Selected text

□ □ □

In his words, “Keep it simple, stupid”
In his words, “Keep it simple, stupid”
- By Sharmaine Loh
- | Oct 22, 2021
Once you embark on a career and begin generating a stable source of income, there’s one thing most people will tell you to do: invest. Invest in stocks, bonds, funds, products—the list goes on.
And it can be difficult to wrap your head around the idea of investment. Giving away your hard earned money to someone else, only for it to return doubled, tripled or quadrupled? Sounds too good to be true.
Well, sometimes, it is. So it is important to learn why and how to invest properly. And this chartered accountant and banker has got some tips to help you navigate the investment market.
Meet Rohit Gupta, who has over 30 years of international experience in the financial services industry. Having lived through multiple financial crises, he has earned and learned his way around investing and generating a second source of income—one that allows him to enjoy returns without putting in the work.
Below, we speak to Gupta, to learn more about why investment is so important and how to successfully build a passive income.
Tell us a little bit about yourself.
I’m a chartered accountant and banker. I’ve been fortunate to have had the opportunity of a global career, living and working in several countries including India, Indonesia, Mexico, Turkey and Malaysia.

□ □ □

Problem to work on
Write the next part of the interview with Rohit Gupta about investing and passive income, starting after his answer about the countries where he has lived and worked. The material that comes next is from a different source than this text.

Material
□ □ □

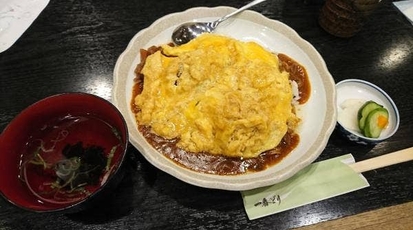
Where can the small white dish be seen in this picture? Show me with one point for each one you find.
(362, 90)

□ □ □

Final result
Outside of work, I have a passion for personal finance and education, especially when it comes to speaking to young people just in the beginning stages of their career. As very little of this subject is taught in schools, my own experience has been more of a journey. I referred to business and finance magazines and books, and have now written my own book, KI$$: Keep It Simple, Stupid—Stocks To Build A Second Source Of Income.
Tell us what inspired you to write KI$$.
I wrote this book to teach my daughter about money. Talk about a cobbler’s son having no shoes! My daughter went to an art school and while she and her friends are very talented, they are not very savvy when it comes to money. Money isn’t everything, but financial security will allow you to live life on your own terms. In today’s gig economy, it is critical to build a second source of income to do so.
Now tell us about the KI$$ approach.
KISS is a design principle by the US Navy in the 1960s, which states that systems work best if they are kept simple rather than made complicated. Simplicity should be a key goal, and unnecessary complexity should be avoided. Likewise for investment, don’t overdo anything and stick with straightforward approaches.
And why do you think people should invest?
An individual needs approximately $1 million in savings to generate $50,000 of passive income every year. This is a large sum, and savings alone will not get you there.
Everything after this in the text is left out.